**WHAT YOU NEED TO DO:**
A. Answer these questions on the shadow puppet passage, one line each:
(i) What date range is given for the puppet?
(ii) What was the young Barack Obama told the giant statue in Java represented?
(iii) How many years ago does the passage say the religious and political transformation in south-east Asia began?
B. Resume the shadow puppet passage after its final sentence.

**SOURCE TEXT:**

Shadow puppet, from Java, Indonesia

AD 1600–1800


When the young Barack Obama was taken to Java to live with his new Indonesian stepfather, he was astonished to see, standing astride the road, a giant statue with the body of a man and the head of an ape. He was told that it was Hanuman, the Hindu monkey god. The reason why a huge Hindu god was being portrayed in the streets of modern Muslim Indonesia is a fascinating story of tolerance and absorption, a relaxed compromise between religions unlike any of the other solutions to the problems of multi-faith societies that we have been looking at. And it is a story that can in some ways be summed up by a puppet from the Indonesian shadow theatre, a celebrated art form that is living but ancient, utterly traditional but also full of contemporary politics. Through this puppet and his companions, we can explore a great expanse of religious and political transformation which began in south-east Asia 500 years ago and which still affects the region today.

**LISTED ENTRIES:**
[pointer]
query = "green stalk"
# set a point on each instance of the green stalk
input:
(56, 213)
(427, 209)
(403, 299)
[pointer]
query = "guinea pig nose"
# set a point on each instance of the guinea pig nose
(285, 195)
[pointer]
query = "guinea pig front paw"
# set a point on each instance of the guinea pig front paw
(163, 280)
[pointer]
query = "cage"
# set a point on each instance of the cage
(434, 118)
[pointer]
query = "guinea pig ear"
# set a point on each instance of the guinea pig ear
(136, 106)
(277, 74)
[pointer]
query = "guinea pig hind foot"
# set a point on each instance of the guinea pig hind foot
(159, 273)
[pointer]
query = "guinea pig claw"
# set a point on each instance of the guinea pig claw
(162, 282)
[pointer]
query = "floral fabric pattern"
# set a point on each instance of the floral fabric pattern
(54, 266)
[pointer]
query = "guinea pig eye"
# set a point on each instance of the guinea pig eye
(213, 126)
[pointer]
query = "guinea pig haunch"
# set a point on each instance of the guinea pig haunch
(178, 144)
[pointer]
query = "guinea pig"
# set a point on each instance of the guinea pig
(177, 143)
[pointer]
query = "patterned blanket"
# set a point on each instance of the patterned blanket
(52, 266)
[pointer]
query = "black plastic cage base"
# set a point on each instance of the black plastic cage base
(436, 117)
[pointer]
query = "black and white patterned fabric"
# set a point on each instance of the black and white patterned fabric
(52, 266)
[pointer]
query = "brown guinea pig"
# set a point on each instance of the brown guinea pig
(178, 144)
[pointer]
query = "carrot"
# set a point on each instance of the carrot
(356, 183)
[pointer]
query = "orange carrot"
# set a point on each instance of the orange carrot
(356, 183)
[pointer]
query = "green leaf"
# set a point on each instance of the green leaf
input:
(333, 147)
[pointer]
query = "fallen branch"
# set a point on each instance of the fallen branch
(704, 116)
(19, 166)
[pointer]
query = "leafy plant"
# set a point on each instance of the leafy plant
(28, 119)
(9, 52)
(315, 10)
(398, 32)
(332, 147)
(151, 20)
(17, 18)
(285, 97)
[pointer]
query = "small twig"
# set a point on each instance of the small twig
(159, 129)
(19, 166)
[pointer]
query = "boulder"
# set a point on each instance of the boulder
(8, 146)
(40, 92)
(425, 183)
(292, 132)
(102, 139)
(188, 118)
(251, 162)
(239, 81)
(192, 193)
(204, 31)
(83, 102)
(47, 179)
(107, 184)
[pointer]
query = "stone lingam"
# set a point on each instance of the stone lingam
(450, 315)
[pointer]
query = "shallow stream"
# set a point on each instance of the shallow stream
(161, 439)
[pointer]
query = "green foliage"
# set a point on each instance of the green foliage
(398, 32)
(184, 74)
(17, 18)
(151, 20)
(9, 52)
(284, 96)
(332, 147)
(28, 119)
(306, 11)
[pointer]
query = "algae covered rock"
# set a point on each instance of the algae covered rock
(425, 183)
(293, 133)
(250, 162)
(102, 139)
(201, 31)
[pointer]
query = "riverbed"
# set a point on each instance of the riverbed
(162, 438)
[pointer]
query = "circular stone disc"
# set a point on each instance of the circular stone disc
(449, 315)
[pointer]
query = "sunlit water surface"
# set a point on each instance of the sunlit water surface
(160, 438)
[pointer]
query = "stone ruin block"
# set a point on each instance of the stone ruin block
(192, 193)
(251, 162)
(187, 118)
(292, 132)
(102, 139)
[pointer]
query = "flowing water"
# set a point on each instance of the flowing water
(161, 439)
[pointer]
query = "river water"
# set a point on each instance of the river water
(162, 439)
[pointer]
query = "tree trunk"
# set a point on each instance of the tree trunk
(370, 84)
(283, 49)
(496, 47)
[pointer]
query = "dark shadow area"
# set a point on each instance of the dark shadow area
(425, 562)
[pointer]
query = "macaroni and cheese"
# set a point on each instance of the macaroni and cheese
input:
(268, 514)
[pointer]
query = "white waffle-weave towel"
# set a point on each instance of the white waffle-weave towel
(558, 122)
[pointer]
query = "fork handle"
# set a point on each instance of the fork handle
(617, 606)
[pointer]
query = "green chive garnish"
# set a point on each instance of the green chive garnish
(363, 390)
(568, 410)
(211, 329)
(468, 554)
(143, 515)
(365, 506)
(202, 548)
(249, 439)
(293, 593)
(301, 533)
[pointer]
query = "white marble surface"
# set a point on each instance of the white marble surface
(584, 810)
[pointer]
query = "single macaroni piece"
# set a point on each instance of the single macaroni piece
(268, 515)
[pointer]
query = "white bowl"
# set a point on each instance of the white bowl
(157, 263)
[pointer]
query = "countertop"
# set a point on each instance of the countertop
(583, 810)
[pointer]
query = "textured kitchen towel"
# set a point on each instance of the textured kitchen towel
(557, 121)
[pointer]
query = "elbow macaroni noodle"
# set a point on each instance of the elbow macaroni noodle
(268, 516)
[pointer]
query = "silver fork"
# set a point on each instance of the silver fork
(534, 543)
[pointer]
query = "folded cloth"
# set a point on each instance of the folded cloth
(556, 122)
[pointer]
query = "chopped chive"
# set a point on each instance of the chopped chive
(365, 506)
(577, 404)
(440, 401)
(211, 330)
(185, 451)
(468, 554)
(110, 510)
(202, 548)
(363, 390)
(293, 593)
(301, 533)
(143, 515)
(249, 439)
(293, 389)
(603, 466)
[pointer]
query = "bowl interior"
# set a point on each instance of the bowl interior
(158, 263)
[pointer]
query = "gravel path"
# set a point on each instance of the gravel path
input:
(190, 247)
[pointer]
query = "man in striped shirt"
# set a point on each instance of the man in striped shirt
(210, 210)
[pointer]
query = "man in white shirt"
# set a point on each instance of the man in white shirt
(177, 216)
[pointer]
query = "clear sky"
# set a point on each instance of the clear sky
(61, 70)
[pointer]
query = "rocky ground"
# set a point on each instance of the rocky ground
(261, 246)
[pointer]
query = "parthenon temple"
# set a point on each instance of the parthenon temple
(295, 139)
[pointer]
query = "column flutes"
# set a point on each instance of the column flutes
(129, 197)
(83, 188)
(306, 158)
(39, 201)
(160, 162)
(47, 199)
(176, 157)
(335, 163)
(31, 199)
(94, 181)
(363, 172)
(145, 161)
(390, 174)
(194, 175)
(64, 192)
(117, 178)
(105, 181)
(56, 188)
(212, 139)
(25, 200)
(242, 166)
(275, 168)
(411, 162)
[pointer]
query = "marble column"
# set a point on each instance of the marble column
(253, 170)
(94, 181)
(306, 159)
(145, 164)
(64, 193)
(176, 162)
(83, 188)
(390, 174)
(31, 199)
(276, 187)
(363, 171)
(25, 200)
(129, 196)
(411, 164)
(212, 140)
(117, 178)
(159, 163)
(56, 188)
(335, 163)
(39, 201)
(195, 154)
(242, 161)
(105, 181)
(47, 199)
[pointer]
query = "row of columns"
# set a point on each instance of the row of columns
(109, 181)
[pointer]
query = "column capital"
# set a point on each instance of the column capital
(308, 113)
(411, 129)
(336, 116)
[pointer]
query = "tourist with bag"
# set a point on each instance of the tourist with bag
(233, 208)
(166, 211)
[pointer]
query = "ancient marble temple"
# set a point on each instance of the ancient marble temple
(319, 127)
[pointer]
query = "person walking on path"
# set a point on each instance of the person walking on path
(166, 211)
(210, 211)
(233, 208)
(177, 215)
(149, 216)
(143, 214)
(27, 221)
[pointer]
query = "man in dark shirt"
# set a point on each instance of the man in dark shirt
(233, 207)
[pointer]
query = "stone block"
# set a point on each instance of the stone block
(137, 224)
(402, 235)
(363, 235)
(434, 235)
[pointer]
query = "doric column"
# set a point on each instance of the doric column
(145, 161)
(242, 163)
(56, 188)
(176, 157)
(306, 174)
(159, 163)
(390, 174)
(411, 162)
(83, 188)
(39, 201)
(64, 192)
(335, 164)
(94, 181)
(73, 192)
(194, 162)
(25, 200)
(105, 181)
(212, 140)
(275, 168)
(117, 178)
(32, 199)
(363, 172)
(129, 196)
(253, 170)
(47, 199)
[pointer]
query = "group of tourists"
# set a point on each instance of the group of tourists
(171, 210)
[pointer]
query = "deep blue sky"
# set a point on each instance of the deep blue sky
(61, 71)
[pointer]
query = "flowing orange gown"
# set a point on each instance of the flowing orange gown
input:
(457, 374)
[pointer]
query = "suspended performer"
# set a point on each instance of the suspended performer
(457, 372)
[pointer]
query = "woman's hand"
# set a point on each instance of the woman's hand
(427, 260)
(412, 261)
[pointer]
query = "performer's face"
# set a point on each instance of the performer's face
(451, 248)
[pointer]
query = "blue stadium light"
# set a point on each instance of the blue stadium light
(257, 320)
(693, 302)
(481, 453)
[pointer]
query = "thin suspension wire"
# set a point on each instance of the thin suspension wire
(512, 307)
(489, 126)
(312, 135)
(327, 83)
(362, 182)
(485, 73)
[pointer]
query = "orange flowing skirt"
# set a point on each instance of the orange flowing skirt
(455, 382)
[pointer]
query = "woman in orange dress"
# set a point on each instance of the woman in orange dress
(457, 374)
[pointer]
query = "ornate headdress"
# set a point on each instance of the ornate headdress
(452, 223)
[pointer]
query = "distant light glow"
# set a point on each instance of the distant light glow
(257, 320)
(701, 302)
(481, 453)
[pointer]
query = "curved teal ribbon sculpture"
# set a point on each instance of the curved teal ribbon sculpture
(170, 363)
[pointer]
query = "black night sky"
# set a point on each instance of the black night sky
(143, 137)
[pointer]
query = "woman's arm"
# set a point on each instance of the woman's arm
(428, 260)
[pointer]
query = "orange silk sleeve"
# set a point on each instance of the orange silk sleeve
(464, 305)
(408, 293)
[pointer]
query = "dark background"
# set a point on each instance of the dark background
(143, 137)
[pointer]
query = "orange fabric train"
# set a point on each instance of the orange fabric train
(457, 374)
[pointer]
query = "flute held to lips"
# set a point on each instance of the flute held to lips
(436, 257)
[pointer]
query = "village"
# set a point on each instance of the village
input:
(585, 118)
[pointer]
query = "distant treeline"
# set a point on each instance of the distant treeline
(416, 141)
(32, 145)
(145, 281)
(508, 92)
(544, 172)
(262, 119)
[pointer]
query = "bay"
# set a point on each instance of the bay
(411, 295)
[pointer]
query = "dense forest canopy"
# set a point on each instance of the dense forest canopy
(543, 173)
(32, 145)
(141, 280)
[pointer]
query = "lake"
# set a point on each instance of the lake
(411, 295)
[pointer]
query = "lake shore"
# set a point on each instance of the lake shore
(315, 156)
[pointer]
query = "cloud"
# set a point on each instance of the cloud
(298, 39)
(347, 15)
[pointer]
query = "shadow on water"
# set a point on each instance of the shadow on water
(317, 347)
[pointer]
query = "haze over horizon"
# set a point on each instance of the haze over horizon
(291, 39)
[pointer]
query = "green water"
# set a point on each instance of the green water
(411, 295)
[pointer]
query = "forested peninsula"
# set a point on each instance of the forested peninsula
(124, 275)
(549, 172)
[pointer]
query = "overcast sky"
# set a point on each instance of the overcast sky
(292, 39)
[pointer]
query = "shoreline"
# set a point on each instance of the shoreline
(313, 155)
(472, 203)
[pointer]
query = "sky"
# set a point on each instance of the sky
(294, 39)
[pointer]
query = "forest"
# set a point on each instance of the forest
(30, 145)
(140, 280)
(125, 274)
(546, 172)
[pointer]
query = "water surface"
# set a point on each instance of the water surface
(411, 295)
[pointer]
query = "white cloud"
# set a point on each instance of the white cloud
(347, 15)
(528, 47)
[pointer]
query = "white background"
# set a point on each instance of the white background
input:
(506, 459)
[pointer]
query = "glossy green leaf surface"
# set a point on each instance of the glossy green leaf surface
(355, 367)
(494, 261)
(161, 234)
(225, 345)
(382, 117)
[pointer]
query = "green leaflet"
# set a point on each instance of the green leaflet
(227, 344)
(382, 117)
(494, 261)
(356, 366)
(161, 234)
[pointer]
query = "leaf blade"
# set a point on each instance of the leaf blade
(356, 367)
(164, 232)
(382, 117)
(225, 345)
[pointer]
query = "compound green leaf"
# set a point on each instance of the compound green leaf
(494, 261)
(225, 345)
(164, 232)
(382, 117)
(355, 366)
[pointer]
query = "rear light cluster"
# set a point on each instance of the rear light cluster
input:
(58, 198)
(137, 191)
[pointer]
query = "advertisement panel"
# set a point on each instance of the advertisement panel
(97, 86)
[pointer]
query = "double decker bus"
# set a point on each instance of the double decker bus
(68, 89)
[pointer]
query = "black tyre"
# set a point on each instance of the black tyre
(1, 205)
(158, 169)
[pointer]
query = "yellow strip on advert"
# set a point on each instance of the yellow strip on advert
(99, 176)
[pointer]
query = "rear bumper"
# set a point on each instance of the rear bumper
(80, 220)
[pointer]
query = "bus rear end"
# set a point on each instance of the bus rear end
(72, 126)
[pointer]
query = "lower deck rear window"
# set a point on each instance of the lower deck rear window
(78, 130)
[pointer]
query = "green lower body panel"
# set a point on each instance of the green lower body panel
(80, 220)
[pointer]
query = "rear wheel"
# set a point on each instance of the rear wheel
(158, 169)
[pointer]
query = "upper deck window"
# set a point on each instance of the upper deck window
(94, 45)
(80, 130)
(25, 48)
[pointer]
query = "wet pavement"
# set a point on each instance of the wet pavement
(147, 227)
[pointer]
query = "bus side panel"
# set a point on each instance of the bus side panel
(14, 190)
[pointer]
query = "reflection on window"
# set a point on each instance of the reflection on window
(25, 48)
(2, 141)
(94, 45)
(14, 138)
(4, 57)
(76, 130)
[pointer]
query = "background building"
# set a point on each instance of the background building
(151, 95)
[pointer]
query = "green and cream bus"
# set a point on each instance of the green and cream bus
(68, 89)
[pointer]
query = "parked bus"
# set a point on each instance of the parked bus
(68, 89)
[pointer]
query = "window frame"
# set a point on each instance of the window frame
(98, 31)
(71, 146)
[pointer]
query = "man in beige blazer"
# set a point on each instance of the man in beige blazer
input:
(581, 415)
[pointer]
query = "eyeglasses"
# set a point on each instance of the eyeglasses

**ANSWERS FOR THE EXERCISE:**
A.
(i) AD 1600–1800
(ii) Hanuman, the Hindu monkey god
(iii) 500 years ago

B.
The puppet shown here, one of several hundred that we have in the collection, dating from over 200 years ago to the present day, is from the Indonesian island of Java. It stands about 70 centimetres (30 inches) high, and represents a male character in stark dramatic profile. His name is Bima. Bima has very distinctive, almost caricature facial features – a very long nose, for example – and long thin arms, each ending in a single large claw. Over his body are delicate lace-like perforations that would have made his shadow even more dramatic during performance. Bima’s face is black, but he is wearing gold clothes and brightly coloured decorations. Although he is lifeless and fragile now, once he would have enthralled audiences in all-night performances at a Javanese court. This kind of performance was known then, and still is known, as the Theatre of Shadows.

The puppet’s actual shape is the product of one of the most dramatic religious changes of the fifteenth and sixteenth centuries. While Spain was converting the New World to Catholicism, Islam spread across what is today Malaysia, Indonesia and the southern Philippines, and by 1600 most Javanese people were Muslim. But the Theatre of Shadows had been a feature of life in Java long before the arrival of Islam. Bima himself is a character known not just in Java but across the whole of India, because he figures in the great Hindu epic the Mahabharata. In Java, though, this Hindu character came to be operated by Muslim puppeteers and performed in front of audiences who were also Muslim. Nobody seems to have minded, and the Indonesian Theatre of Shadows has continued to combine pagan, Hindu and Muslim elements right up to the present day.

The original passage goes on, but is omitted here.